Reproduce every entry below exactly, minus the pictures.

Stored data entries:
——

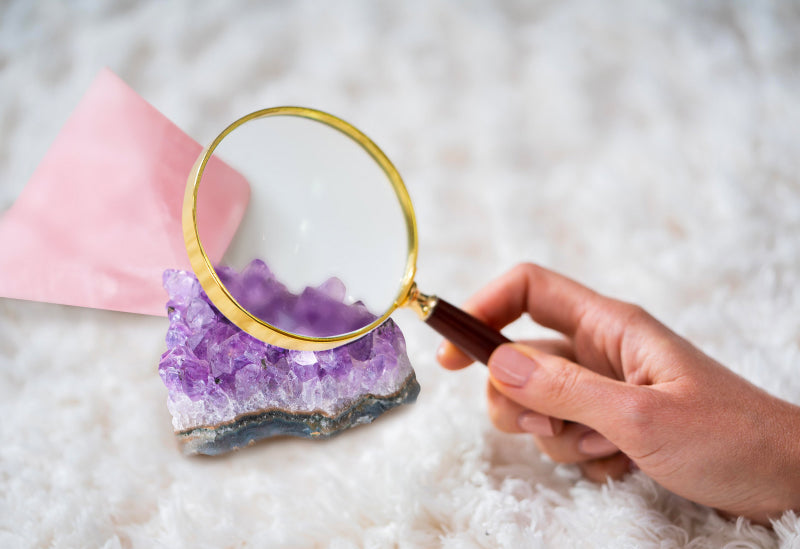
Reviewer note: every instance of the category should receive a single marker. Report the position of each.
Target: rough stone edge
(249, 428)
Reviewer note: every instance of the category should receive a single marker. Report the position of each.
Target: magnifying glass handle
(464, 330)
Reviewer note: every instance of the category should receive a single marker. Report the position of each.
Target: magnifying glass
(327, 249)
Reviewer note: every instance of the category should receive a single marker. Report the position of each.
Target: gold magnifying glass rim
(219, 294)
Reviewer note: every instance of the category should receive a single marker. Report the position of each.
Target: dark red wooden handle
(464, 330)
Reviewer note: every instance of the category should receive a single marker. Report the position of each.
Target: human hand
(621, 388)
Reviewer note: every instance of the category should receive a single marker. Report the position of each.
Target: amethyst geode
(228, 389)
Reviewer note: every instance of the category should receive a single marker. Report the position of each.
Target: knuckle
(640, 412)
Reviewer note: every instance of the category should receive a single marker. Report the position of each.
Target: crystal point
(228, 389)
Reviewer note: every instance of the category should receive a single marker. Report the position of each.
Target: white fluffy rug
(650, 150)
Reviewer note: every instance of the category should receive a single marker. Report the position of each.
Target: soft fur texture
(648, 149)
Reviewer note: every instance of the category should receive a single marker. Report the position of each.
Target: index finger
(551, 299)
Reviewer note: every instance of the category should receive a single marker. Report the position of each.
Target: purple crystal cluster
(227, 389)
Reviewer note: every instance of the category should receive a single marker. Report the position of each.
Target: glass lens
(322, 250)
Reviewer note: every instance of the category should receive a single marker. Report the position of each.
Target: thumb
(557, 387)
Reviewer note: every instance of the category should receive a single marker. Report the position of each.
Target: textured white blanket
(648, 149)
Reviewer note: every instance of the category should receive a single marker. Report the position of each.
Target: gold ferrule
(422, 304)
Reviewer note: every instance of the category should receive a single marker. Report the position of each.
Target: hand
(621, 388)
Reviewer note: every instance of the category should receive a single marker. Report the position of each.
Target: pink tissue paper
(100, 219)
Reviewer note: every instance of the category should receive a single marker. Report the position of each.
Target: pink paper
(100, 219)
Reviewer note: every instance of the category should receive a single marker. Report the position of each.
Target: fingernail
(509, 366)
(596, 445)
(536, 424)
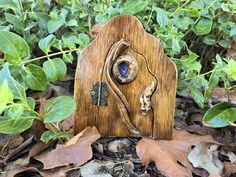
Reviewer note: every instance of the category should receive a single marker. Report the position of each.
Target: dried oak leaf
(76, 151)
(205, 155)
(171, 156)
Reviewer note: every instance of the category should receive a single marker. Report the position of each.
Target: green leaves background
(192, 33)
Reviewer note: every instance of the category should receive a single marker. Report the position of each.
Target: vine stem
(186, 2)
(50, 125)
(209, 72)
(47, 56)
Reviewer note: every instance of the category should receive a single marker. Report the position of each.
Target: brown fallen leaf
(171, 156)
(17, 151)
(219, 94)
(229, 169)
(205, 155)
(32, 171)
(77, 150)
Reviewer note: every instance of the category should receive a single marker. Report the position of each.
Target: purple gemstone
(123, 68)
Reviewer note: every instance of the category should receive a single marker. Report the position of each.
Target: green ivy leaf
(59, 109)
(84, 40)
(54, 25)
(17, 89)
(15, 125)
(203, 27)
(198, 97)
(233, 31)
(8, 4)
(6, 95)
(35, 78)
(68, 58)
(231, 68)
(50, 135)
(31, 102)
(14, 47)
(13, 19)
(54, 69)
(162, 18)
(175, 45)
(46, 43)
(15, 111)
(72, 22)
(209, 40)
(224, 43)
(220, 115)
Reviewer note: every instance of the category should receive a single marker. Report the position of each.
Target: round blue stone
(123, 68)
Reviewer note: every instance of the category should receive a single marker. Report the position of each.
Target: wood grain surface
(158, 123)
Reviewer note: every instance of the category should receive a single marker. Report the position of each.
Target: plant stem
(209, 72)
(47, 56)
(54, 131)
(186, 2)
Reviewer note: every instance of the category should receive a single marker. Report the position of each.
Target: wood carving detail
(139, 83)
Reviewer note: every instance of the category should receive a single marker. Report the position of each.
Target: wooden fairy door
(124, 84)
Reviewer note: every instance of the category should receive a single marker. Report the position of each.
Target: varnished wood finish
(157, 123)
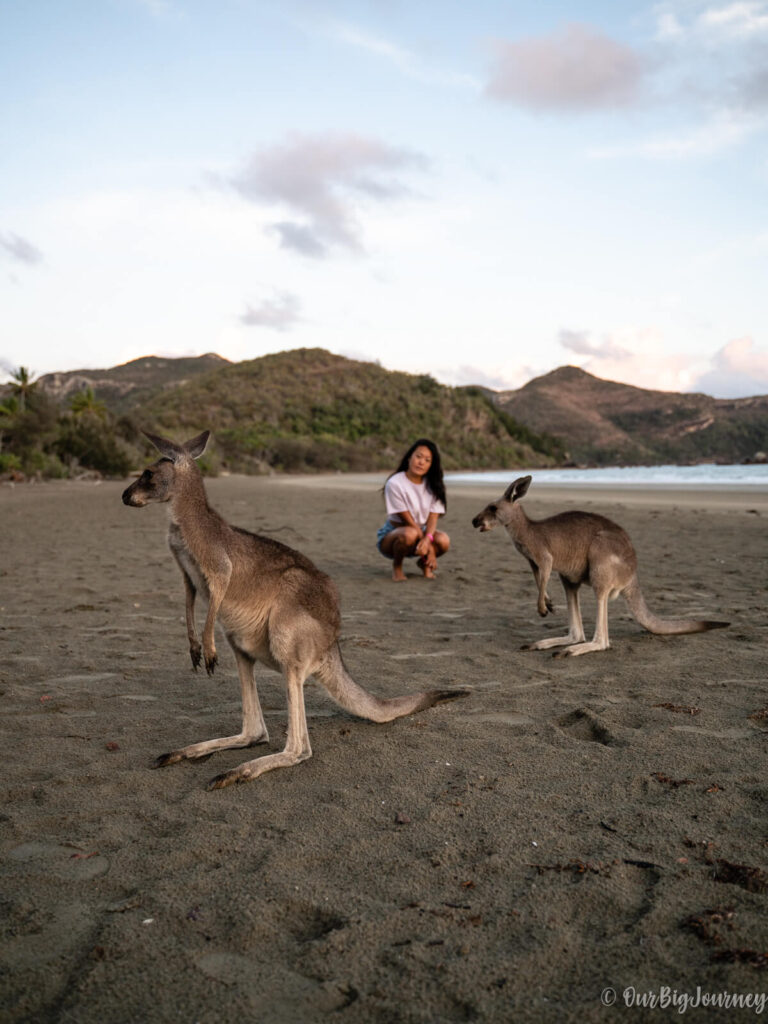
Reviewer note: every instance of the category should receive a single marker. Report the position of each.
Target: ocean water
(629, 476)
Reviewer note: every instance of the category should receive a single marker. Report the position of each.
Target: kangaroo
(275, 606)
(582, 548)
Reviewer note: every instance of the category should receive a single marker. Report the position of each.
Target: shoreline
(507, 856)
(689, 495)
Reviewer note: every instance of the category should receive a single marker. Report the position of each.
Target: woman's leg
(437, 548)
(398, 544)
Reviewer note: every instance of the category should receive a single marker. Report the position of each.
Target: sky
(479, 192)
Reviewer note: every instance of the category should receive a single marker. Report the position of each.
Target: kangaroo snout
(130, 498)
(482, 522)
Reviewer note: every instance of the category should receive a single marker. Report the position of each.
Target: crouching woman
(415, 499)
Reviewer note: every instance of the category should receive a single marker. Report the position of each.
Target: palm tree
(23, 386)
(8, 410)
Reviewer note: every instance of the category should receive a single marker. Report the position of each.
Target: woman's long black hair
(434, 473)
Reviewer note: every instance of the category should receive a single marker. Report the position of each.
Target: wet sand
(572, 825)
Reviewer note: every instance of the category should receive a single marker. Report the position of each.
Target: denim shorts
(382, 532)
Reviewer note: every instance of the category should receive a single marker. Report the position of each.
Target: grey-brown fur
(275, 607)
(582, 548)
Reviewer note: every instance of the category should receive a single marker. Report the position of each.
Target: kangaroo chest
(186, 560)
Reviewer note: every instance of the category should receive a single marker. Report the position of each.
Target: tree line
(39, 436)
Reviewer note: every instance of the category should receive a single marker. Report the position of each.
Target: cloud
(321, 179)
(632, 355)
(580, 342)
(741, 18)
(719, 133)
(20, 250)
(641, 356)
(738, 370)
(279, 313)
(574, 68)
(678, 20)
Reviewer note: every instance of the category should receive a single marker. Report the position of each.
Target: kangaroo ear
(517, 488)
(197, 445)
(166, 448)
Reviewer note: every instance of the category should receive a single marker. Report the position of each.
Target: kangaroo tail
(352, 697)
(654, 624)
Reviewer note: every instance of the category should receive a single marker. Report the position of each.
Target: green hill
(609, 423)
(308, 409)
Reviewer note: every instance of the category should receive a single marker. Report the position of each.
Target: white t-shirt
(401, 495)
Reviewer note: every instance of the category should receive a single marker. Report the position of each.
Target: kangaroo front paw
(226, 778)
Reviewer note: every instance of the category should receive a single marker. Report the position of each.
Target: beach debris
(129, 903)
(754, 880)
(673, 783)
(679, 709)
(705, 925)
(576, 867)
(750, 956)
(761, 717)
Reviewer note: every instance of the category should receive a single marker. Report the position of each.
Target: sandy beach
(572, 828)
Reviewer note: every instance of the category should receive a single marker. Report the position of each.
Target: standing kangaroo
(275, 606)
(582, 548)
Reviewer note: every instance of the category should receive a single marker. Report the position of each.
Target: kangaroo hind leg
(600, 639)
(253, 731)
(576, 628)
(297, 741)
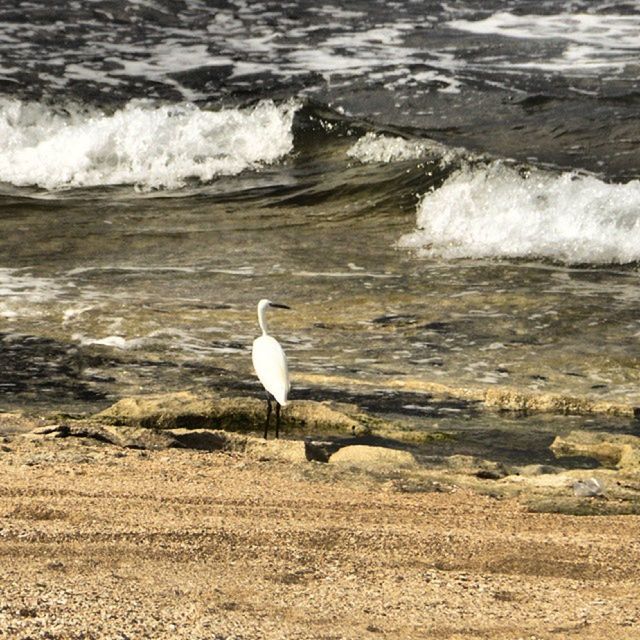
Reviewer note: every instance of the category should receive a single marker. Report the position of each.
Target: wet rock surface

——

→ **RESPONSE AREA**:
Reviewer note: every instance of the category should receive a single marker. Report the position of each.
Target: rough stone edge
(249, 428)
Reviewer note: every instance of the category should receive a single marker. Report the position of each.
Target: magnifying glass handle
(464, 330)
Reviewer note: every instance of the category should receive a single marker. Report the position of each.
Target: magnifying glass
(327, 249)
Reviewer note: every instance of the category should receive a single marker. Report the position of each.
Target: gold magnifying glass rim
(219, 294)
Reviewer note: every instance of the category should receive a single marker. Report the position of each.
Target: dark red wooden handle
(464, 330)
Reviewer note: every instance of the category should receive a single marker. Report the position of each.
Target: human hand
(621, 388)
Reviewer note: every instance of the category should receive a single marker. Report the position of each.
Target: amethyst geode
(228, 389)
Reviewer note: every instance of the category should receive a single marker. Report the position of each.
Target: knuckle
(640, 412)
Reviewer note: every instance of the category should receive a single marker. Report the position of each.
Target: crystal point
(228, 389)
Reviewer note: every instance of the category should receive a single marker. Report the position of each.
Target: white fluffy rug
(650, 150)
Reviewer note: every instance of the category should receive a single marker. Report the position of each.
Target: soft fur texture
(648, 149)
Reviewer note: every instance of the category should receive a single marker. Report the position of each.
Target: index finger
(551, 299)
Reviewer note: every instance of the category should receive a single marker. Report the position of each.
Target: purple crystal cluster
(227, 389)
Reviewer note: every instance of the category should receive a single marker. Report the position of each.
Target: glass lens
(322, 250)
Reviewer note: every instance of the category should receive a single marker. Report the position of each.
Target: thumb
(557, 387)
Reviewer note: every instance of the category should receive a single marker. Report the position of each.
Target: textured white blanket
(648, 149)
Reviewer note: every instance of the category should receive a single marker. Report the position of each.
Target: gold ferrule
(422, 304)
Reviewer note: every instance of the category should receive a single marker. Report the position of each.
Target: hand
(621, 388)
Reviewer note: every instance of the category should receive a single marker. Report the position of each.
Target: pink tissue paper
(100, 219)
Reviewer note: every instance of the category should receive a single marker. Report the position of each.
Target: pink paper
(100, 219)
Reviewer note: every instance of the category should receive a single marker. Report the position of each.
Target: fingernail
(509, 366)
(596, 445)
(536, 424)
Reviewer note: every instance of the category should receive a single marker. Report the position of each.
Target: dried oak leaf
(76, 151)
(205, 155)
(171, 156)
Reviewer note: every instance of the category should receive a single marker. Report the position of each.
Target: green leaves background
(192, 33)
Reviewer note: every instance of the category should receive a single marker. Report the position of each.
Target: vine stem
(186, 2)
(50, 125)
(209, 72)
(47, 56)
Reviewer note: every instance of the category should receive a single marker. Report the position of each.
Target: brown fallen leaf
(171, 156)
(17, 151)
(219, 94)
(229, 169)
(205, 155)
(32, 171)
(77, 150)
Reviewer note: every instance of the category should receive a single marker. Report the position of each.
Target: purple gemstone
(123, 68)
Reviewer note: every instance of the category should receive a single marker. Report the position of each.
Target: green ivy leaf
(59, 109)
(84, 40)
(54, 25)
(17, 89)
(15, 125)
(203, 27)
(198, 97)
(233, 31)
(8, 4)
(6, 95)
(35, 78)
(68, 58)
(231, 68)
(50, 135)
(31, 102)
(14, 47)
(13, 19)
(54, 69)
(162, 18)
(175, 45)
(46, 43)
(15, 111)
(72, 22)
(209, 40)
(224, 43)
(220, 115)
Reviewer note: every instance of the category should receive a single marker. Report the position of each.
Target: round blue stone
(123, 68)
Reviewer note: every instance of the category should receive a single marker. Report the position of each.
Target: wood grain surface
(158, 123)
Reviewer note: every instance of the category should receive a single marker. Report the position of each.
Target: plant stem
(209, 72)
(47, 56)
(54, 131)
(186, 2)
Reviewer note: every instance of the category should receive a single marker. Report the position of each.
Target: wood carving detail
(139, 83)
Reviewer note: every instance of the category should receive a single marker. Report the position of each.
Target: wooden fairy door
(124, 84)
Reviewer note: every instance of the category should receive a single marker. Report the position of each.
Target: varnished wood finish
(157, 123)
Reviewer note: every instance of the category should receive a single marker. Report the position of each.
Target: ocean water
(629, 476)
Reviewer note: every instance of the category should receive a single marker. Report the position of each.
Target: kangaroo
(275, 606)
(582, 548)
Reviewer note: every instance of the category should receive a single marker. Report the position of each.
Target: shoreline
(507, 856)
(689, 495)
Reviewer note: every instance of the category should receive a single marker. Report the position of each.
Target: woman's leg
(437, 548)
(398, 544)
Reviewer note: every instance of the category should receive a single marker. Report the position of each.
Target: sky
(479, 192)
Reviewer note: every instance of the category should receive a single marker. Report the position of each.
Target: kangaroo snout
(130, 498)
(482, 522)
Reviewer note: every instance of the category should receive a single marker. Report the position of each.
Target: crouching woman
(415, 499)
Reviewer note: every instance of the category should receive a single marker. Report the position of each.
Target: palm tree
(23, 386)
(8, 410)
Reviewer note: every instance of the category should receive a single marker. Report the position of each.
Target: woman's long black hair
(434, 473)
Reviewer note: every instance of the category should receive a single marker. Report the position of each.
Target: wet sand
(572, 825)
Reviewer note: every instance of the category should receive a single marker. Report the position of each.
Target: denim shorts
(382, 532)
Reviewer note: every instance of the category should receive a single marker. Report the position of each.
Target: grey-brown fur
(275, 607)
(582, 548)
Reviewer note: every instance of the category should receive a single marker. Report the position of each.
Target: kangaroo chest
(186, 560)
Reviewer note: every instance of the category should receive a single marker. Report the position of each.
Target: tree line
(39, 436)
Reviewer note: every instance of the category should receive a single marker. Report the position of each.
Target: cloud
(321, 179)
(632, 355)
(580, 342)
(741, 18)
(719, 133)
(20, 250)
(641, 356)
(738, 370)
(279, 313)
(574, 68)
(678, 20)
Reviewer note: every instance of the category should receive a single marker. Report the position of each.
Target: kangaroo ear
(517, 488)
(197, 445)
(166, 448)
Reviewer note: every instance of the category should receive a single marker. Report the position of each.
Target: kangaroo tail
(352, 697)
(654, 624)
Reviewer note: every instance of the category should receive a single marker. Report the position of each.
Target: green hill
(609, 423)
(308, 409)
Reviewer note: every instance of the category should receive a single marker. Report the position of each.
Target: white t-shirt
(401, 495)
Reviewer note: every instance of the category should receive a single marker. Report the position of each.
Target: kangaroo front paw
(226, 778)
Reviewer note: every instance of the category should receive a single marker. Report the position of each.
Target: beach debris
(129, 903)
(754, 880)
(673, 783)
(679, 709)
(705, 925)
(576, 867)
(750, 956)
(761, 717)
Reviewer note: every instance of the category should receive a single marker. Report the position of each.
Target: sandy beach
(572, 828)
Reviewer note: every instance of the category should receive a single marker. Report the position of each.
Target: standing kangaroo
(275, 606)
(582, 548)
Reviewer note: every instance of the category should receive a single marker. Report the position of each.
Target: kangaroo hind leg
(600, 639)
(253, 731)
(576, 628)
(297, 741)
Reviewer note: every instance of the category should receive a single marker. Report the position of each.
Target: wet rock surface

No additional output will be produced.